But the Old Testament contains an allegory--for the story is
preposterous as history--which shows the ancient writers of
sacred ideological constructions using the shin-sin
difference to point the moral that the soul that can pronounce the full SH
sound of the letter has taken the right path and completed its evolution
to divinity; while the one that can enunciate only the S sound has taken the
left-hand path to "sin" and must return to earth, the land of "death" for
further schooling in life. The guards at the Jordan fords were instructed to
subject the Ephraimites on the east side of Jordan who wished to cross to enter
the Holy Land (not of Judea, but of spiritual consciousness) to a simple test:
require each man who crosses to pronounce the key word Shibboleth. But,
says the story, in every case "he said Sibboleth." The direful result was
that forty-two thousand Ephraimites who could not convert the S indicating
sin into the divine SH were put to the sword on one day. They were still
on the left-hand path of sin, not yet ready to "cross the river" into the
land of spiritual blessedness.
It seems worthy of remark that not in twenty centuries has the
easy esoteric unraveling of this simple and evident cryptogram come through to
the intelligence of any scholar. How a Hebrew exegetist could long miss it is
not comprehensible. Furthermore, how it could have been mistaken for history,
for an actual event, is still far more incomprehensible. Yet Fundamentalists
still claim that it "happened." If you assert that "history" was only a few
thousand years ago a run of miracles, of course it neither needs nor can have an
explanation. One is just to gape in awe at the Lord's wondrous doings and be
sanctified of soul,--if stultified of mind.
If the S and SH sounds carried the intimation of fire plunging
into water, a special use of these letters in the old Egyptian hieroglyphic
language seems to fall into conformity with the same idea. The S (SH) was
consistently prefixed to verbs to express the idea of setting off the action
which the verb indicated, to give the action its initial push, or s-tart, as it
were. The likelihood of the origin of this usage from the basic
fire-going-into-water thesis will not so hastily be scouted if it is reflected
that in the creation no real beginning in the visible worlds can have been made
until the fire of spirit potency has radiated forth from the divine thought and
impregnated the sea of matter (water.) The visible and audible work of creation
starts only when the two nodes of being approach each other and establish
tensional relation between themselves. As many a scientific speculator has
predicted, the early stages of earth's
formation brought together the chemical elements of fiery gases
and humid vapors, the precipitates from the mixture finally forming the first
earthly and mineral substances. Those early periods might, in the Egyptian
sense, be termed the hissing, or S (SH) stage of planetary evolution.
┄┄┄┄┄┄┄┄┄┄
Written request 1>
Copy the stretch of the Shibboleth passage from "It seems worthy" through "stultified of mind.", word for word.
Written request 2>
Do these statements agree with the Shibboleth passage? Answer yes or no for each, and quote the words that decide it.
(a) The guards required each man crossing to pronounce the word Shibboleth.
(b) The forty-two thousand Ephraimites were killed over several days.
(c) In the old Egyptian hieroglyphic language, the S (SH) was prefixed to nouns.
Written request 3>
Please continue the Shibboleth passage from where it stops.

Pointing records:
┄┄┄┄┄┄┄┄┄┄
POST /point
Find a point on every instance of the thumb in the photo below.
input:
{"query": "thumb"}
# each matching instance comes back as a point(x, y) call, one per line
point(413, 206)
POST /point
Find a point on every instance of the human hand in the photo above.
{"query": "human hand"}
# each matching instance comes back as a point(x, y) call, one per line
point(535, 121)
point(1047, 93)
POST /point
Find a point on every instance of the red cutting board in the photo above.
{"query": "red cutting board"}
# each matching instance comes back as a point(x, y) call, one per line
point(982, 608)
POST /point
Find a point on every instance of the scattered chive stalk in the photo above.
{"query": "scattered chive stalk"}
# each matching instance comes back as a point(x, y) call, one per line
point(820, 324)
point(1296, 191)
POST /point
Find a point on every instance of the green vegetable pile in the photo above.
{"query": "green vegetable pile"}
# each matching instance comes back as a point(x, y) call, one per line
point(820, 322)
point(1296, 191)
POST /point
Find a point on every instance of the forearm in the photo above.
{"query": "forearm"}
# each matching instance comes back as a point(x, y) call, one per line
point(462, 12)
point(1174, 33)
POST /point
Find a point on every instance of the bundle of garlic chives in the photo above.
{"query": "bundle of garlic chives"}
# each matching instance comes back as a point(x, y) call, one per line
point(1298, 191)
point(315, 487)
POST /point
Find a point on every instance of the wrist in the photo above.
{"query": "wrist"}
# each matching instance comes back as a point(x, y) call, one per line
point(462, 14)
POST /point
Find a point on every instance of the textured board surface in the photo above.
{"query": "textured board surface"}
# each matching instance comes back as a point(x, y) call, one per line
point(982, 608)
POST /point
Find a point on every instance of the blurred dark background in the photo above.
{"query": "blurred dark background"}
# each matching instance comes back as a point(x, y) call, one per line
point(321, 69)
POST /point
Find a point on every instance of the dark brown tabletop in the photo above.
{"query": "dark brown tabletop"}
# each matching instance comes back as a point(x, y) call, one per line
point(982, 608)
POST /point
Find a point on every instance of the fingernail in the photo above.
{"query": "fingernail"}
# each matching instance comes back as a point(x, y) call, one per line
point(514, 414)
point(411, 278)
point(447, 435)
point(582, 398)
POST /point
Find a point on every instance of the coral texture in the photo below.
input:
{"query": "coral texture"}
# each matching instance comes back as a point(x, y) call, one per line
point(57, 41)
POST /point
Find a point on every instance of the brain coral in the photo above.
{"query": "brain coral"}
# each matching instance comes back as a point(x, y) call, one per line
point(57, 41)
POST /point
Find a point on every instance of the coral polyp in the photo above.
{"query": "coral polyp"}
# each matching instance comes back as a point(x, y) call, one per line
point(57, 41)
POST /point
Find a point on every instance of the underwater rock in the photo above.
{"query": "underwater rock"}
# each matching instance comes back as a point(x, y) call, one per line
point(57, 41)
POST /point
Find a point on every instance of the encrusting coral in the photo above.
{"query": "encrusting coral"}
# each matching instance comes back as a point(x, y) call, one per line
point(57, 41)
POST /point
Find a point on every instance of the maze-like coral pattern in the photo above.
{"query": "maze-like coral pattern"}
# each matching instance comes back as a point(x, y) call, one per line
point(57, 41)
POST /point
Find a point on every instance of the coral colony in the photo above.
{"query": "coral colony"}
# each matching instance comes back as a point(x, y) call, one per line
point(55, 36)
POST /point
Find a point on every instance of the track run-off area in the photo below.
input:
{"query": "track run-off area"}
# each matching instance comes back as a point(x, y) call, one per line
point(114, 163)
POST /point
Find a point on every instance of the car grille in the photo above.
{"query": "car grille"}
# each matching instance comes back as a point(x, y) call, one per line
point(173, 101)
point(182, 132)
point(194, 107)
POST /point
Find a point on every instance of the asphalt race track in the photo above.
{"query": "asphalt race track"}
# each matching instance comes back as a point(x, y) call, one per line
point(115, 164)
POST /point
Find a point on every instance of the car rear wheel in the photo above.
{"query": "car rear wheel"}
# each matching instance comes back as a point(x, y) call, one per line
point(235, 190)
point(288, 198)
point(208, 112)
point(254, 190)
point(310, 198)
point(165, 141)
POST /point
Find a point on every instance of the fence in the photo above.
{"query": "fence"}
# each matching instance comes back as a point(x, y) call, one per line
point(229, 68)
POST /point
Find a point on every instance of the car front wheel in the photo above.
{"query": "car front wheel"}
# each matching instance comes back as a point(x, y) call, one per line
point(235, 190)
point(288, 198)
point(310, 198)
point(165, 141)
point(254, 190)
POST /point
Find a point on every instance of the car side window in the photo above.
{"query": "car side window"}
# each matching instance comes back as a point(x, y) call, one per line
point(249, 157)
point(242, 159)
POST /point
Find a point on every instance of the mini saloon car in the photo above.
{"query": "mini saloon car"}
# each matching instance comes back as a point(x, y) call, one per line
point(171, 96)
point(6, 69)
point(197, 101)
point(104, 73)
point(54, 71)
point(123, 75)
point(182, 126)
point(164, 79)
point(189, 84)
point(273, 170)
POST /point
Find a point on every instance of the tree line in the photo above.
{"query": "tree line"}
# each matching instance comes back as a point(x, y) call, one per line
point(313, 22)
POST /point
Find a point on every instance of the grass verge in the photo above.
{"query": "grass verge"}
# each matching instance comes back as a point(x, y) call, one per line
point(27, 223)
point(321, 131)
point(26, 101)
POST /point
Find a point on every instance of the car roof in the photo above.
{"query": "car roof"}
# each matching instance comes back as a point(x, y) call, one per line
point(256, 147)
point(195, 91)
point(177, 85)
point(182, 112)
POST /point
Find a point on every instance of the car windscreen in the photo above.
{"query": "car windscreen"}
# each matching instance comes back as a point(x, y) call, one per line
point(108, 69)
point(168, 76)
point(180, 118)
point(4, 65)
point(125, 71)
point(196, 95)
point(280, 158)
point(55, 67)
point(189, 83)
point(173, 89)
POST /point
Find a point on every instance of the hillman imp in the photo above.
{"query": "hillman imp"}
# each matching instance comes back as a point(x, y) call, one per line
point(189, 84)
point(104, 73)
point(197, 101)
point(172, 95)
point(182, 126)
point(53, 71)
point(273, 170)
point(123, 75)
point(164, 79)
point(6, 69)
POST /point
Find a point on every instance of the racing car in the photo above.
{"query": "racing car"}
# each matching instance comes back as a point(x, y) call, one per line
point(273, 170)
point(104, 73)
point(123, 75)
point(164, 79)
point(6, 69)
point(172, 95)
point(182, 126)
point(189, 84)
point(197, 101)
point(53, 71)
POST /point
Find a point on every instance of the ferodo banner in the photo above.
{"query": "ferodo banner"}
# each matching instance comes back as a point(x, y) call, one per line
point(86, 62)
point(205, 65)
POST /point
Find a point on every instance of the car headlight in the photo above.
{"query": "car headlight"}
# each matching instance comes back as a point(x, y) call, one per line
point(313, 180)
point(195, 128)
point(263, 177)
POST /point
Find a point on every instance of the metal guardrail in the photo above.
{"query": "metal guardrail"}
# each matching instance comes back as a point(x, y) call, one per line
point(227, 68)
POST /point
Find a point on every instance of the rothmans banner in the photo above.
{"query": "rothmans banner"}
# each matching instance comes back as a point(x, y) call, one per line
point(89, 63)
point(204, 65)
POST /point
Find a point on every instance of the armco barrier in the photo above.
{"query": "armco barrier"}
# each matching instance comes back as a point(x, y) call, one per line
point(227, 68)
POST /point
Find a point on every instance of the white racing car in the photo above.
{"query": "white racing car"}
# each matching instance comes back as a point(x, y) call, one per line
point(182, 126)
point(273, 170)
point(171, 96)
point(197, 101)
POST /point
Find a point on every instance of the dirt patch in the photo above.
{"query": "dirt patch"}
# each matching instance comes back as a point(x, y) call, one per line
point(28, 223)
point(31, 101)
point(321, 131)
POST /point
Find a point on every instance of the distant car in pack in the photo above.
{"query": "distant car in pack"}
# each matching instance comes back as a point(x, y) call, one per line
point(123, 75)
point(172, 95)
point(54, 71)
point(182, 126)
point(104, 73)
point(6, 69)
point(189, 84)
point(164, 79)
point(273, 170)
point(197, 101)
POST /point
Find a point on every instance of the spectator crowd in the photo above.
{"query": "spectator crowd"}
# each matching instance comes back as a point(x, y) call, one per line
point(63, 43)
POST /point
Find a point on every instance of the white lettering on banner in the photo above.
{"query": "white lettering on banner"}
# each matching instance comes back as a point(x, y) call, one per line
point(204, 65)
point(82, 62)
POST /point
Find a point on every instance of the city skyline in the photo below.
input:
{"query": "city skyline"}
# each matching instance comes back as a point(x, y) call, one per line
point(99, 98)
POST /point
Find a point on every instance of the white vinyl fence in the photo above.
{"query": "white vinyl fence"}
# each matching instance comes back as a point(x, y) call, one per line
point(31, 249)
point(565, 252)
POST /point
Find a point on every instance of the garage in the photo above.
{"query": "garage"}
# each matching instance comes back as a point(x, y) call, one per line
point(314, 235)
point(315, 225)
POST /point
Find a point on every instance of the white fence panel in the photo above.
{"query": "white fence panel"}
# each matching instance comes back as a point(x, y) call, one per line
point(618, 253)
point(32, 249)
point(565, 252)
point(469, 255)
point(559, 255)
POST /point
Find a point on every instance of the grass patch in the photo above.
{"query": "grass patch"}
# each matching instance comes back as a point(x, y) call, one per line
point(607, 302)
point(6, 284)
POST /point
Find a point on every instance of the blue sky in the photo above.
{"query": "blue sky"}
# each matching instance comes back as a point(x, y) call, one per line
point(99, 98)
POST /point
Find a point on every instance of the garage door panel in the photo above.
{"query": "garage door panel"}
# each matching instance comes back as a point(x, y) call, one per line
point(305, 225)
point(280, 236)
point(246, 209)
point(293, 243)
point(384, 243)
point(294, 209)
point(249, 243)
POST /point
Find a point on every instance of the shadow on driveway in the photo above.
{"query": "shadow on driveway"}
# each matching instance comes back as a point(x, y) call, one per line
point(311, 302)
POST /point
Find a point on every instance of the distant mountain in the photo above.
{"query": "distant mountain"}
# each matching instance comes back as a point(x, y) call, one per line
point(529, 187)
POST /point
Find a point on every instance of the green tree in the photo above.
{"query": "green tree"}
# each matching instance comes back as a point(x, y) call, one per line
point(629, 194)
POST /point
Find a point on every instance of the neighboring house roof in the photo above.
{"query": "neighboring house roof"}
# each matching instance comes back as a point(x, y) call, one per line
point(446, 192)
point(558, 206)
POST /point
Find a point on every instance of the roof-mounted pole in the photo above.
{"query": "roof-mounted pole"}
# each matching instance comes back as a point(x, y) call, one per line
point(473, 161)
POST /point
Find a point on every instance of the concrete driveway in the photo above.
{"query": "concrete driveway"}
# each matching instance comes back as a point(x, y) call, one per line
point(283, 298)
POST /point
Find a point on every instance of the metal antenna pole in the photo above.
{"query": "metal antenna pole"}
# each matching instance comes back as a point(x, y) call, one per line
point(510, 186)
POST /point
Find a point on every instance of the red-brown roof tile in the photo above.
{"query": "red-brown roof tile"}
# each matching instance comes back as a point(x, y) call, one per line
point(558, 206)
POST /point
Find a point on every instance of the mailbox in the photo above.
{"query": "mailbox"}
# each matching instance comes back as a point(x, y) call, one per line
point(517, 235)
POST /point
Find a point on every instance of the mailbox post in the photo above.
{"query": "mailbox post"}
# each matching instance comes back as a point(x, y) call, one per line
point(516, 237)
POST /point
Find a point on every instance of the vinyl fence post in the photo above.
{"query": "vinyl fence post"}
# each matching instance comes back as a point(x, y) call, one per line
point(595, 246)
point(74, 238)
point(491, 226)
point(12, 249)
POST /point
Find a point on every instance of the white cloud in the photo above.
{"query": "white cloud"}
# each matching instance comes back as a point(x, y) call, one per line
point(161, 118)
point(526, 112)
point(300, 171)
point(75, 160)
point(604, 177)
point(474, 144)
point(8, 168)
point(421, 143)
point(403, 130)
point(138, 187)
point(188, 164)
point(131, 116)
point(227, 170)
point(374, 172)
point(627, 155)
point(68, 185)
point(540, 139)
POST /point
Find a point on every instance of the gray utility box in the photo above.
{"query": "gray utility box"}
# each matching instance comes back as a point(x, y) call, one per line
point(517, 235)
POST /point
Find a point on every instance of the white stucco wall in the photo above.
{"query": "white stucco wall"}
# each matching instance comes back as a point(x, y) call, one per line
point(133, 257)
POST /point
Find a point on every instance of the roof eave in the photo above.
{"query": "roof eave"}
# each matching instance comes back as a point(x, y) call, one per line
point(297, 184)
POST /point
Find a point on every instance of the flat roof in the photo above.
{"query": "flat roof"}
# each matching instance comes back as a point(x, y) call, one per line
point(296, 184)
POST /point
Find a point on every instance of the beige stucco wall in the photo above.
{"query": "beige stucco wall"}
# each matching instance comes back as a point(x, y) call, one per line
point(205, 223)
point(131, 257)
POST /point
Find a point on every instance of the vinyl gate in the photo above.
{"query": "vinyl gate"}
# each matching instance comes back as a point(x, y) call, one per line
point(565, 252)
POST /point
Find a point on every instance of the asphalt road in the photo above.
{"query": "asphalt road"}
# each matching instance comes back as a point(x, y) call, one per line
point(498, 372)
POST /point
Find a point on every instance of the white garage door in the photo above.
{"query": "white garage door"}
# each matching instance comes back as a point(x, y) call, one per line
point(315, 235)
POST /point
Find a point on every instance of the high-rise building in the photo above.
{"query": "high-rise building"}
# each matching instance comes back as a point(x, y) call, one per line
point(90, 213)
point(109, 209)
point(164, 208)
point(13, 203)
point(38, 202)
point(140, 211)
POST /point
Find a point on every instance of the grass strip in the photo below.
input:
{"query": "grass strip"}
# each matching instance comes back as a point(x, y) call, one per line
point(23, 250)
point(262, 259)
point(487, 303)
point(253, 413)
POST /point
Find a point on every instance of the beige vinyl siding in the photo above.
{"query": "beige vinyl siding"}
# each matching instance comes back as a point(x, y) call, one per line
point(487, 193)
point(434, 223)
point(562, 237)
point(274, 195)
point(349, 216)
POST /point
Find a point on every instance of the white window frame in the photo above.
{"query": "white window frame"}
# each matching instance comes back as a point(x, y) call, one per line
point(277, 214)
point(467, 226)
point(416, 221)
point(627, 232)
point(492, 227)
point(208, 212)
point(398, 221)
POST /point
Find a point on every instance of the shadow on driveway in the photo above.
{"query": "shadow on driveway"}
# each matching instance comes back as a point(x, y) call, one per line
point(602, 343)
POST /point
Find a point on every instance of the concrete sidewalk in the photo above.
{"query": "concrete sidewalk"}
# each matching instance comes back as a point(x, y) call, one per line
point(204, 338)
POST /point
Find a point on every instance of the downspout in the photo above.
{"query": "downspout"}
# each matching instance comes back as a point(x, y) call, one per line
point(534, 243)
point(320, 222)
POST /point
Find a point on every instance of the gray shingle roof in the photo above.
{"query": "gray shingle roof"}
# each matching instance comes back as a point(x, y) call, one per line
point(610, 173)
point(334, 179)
┄┄┄┄┄┄┄┄┄┄
Reply 1>
It seems worthy of remark that not in twenty centuries has the
easy esoteric unraveling of this simple and evident cryptogram come through to
the intelligence of any scholar. How a Hebrew exegetist could long miss it is
not comprehensible. Furthermore, how it could have been mistaken for history,
for an actual event, is still far more incomprehensible. Yet Fundamentalists
still claim that it "happened." If you assert that "history" was only a few
thousand years ago a run of miracles, of course it neither needs nor can have an
explanation. One is just to gape in awe at the Lord's wondrous doings and be
sanctified of soul,--if stultified of mind.

Reply 2>
(a) Yes: "require each man who crosses to pronounce the key word Shibboleth."
(b) No: "were put to the sword on one day."
(c) No: "The S (SH) was consistently prefixed to verbs"

Reply 3>
An example of the inceptive force of the S in the hieroglyphics
is seen in the Egyptian word MNKH (MeNKH), which as adjective means firm,
stable. But, made into a verb, it becomes SMNKH (SMeNKH), meaning to make
firm, stabilize, establish. It is also likely that in this word MeNKH we
have another prime example of the M-N reference. In relation to its meaning of
firmness and stability, it is to be recalled that a passage from the Egyptian
Book of the Dead described this world of life on earth as "the place of
establishing forever." Also in the M-N connection it is highly significant that
the Egyptian name for this lower region, the "underworld" or "nether earth" of
their system, was Amenta, composed of the name of the God Amen and
ta, meaning earth. Also significant is the name of this god, made
up of the A and the M and N, for he was called "the god in hiding," and his
hieroglyph is a god seated under a canopy. Obviously he then is the
personification of the divine nature hidden under the canopy of our mortal
flesh.
All this should be a specific guiding datum for philosophical
science, inasmuch as orthodox theology has loaded the evolutionary marshland, or
Reed Sea, of the earthy-watery human body with heavy contumely as the place
where only fleeting ephemeral influences affect, if not afflict, the soul with
evil. That it is, on the contrary, the place where the soul establishes forever
its grounding in fundamental realities, is a tenet of the sacred and secret
wisdom of the Egyptian sages which must be made one of the chief stones in the
new temple of rational religion now in process of building.
The S prefixed to MNKH adds the starting forces that brings the
firm establishing to actuality, that sets it to work. It is hardly unlikely that
the very long run of English verbs which begin with S (or SH) carry this
inceptive or initiating force of the letter--though speculation of this sort can
not be asserted with too much certainty--in such words as start, step, slide,
shake, skip, skate, slip, sink, stir, sneak, smite, spur, shout, scream, stamp,
stand, spit, slap, shoot, speak, sprint, spurn, scoff, slay, spill, sift and
scores more.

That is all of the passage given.